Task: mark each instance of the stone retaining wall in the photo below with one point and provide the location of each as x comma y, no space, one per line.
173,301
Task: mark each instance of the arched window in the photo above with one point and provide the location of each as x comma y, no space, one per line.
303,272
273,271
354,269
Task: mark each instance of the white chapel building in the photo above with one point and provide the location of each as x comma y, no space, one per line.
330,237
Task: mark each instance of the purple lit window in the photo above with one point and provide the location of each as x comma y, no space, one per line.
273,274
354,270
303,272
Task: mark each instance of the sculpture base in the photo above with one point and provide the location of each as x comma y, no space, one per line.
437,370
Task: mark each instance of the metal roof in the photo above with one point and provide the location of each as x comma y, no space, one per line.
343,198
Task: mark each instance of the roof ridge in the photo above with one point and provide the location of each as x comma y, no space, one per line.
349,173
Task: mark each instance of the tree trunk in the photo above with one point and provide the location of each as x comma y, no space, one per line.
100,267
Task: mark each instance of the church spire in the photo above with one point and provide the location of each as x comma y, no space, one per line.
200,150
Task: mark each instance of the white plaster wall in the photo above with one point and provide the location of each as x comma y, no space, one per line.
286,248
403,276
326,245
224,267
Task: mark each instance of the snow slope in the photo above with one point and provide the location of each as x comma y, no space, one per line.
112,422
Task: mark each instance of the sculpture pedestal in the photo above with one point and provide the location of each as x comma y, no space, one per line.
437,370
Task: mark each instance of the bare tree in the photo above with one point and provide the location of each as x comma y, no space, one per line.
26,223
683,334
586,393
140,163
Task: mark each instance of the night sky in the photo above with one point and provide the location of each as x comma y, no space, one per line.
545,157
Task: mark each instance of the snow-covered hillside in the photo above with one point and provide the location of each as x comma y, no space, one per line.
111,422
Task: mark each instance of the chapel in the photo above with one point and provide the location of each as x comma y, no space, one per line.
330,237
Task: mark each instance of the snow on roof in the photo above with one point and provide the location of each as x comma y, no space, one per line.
-------------------------
## Required work
Your reply should consist only of the lines running from the line with "Task: mark each instance of the chapel" to the end of the listing, retyped exactly.

## Exercise solution
Task: mark each instance of the chapel in the photo above with one point and provide the location of each as x comma y, no space, one per line.
330,237
Task: mark each instance of the snow on roof in the photo above with one point and provide the location of each as x comma y, no space, one per line.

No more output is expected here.